#### Excerpted text

_ _ _ _

In an internet of initially-convincing yet insubstantial AI-slop, people hawking every fad going, and knowing your hard-work will be fed into a AI model that you'll later be charged for, I can't help but feel there must be a solution.
So op is fine financially, but people who are asking for money usually tend to be doing "free" labour and sometimes not employed, or maybe they are employed and would like any additional financial aid to offset their personal costs (time is also a cost, you could be consulting for $$$ instead). I help admin a Discord that receives a few hundred dollars monthly in donations, and we're still way in the negative in terms of what we've spent on the community.
I would not make foolish assumptions when someone's asking for a "coffee" that it "costs" them nothing, the same argument applies against me and my friends, sure Discord itself costs us nothing, but the bot hosting does, the game server hosting does, there's a cost to a lot more things that might not be immediately obvious to everyone.
If freenode asked to buy them a coffee, I think any of us who used IRC long enough might "buy them a coffee" because we know the infrastructure is not free, the time invested by the maintainers, etc.
I d rather donate $1 to 10 different blogs every month, than subscribe to NYT or Atlantic.

_ _ _ _

[Dataset records]
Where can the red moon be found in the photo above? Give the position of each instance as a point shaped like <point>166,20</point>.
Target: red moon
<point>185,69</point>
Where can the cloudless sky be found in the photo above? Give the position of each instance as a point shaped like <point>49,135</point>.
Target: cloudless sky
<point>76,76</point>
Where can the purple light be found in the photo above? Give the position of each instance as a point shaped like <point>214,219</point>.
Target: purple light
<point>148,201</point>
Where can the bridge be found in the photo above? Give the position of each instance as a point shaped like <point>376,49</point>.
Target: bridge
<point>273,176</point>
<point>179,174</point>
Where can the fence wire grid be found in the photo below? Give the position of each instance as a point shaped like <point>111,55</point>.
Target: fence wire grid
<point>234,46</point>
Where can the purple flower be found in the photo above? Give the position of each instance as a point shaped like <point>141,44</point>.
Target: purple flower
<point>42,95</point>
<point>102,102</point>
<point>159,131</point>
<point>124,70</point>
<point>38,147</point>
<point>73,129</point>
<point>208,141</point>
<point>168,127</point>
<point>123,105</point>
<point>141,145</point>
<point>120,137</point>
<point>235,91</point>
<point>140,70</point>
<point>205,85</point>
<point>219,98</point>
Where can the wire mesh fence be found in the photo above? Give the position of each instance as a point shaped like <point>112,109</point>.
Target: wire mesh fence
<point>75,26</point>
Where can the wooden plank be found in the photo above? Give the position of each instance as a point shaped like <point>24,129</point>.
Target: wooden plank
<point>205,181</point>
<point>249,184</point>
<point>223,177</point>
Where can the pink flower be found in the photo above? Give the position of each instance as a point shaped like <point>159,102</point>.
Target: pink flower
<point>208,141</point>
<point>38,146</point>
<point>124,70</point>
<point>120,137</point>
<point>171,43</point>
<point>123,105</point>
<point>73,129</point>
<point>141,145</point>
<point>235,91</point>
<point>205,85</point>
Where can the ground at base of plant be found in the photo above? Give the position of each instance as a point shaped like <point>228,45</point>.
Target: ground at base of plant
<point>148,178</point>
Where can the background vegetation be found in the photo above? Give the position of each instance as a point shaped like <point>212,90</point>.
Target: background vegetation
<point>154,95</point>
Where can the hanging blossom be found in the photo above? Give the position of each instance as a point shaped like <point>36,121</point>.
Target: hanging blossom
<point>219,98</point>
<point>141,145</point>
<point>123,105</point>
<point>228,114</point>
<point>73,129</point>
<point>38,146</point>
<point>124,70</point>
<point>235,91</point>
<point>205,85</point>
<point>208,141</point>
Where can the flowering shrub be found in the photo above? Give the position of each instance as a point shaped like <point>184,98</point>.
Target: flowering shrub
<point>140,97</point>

_ _ _ _

#### Tasks and exercises
A - List every named online service, chat network, or publication mentioned in the passage on online donations, giving each name once.
B - Output everything in the passage on online donations from "I would not" down to "NYT or Atlantic.", copied word for word.
C - Pick up the passage on online donations after its final sentence and keep it going.
The items are separate material and are not part of the passage on online donations.

#### Results in order
A - Discord, freenode, IRC, NYT, Atlantic

B -
I would not make foolish assumptions when someone's asking for a "coffee" that it "costs" them nothing, the same argument applies against me and my friends, sure Discord itself costs us nothing, but the bot hosting does, the game server hosting does, there's a cost to a lot more things that might not be immediately obvious to everyone.
If freenode asked to buy them a coffee, I think any of us who used IRC long enough might "buy them a coffee" because we know the infrastructure is not free, the time invested by the maintainers, etc.
I d rather donate $1 to 10 different blogs every month, than subscribe to NYT or Atlantic.

C -
Second, blogging is cheap if you're writing about what you had for lunch, but there are numerous personal blogs and websites that are obviously costly and time-consuming to run. For example, I'm sure that Ken Shirriff's blog costs him money. Similarly, if you wanted to recreate Marcin Wichary's blog, it would cost you tens of thousands in photo gear and travel costs.
> I'm so tired of rampant capitalization and constant advertisements. That's why I'm here on the indie web, to get away from all of that, and now you are here, begging me for my money.
And that just comes across as entitled. The indie web doesn't owe the author anything, and it especially doesn't owe him the adherence to his views on capitalism.
wow, that comes across as very entitled. what business do you have to tell me that i should do something for free for you? i am tempted to add a paywall to my blog just for you, while everyone else gets free access.
if you had titled that: "why i don't ask you to buy me a coffee", for your own blog, then that would have sounded very different. or if you had written that you won't buy anyone a coffee because you'd rather give that money to more worthy causes, or if you said that you can't afford to support them, that would be fine too. but to tell someone: "your blog should be free. you should not ask for money." that's extremely inconsiderate.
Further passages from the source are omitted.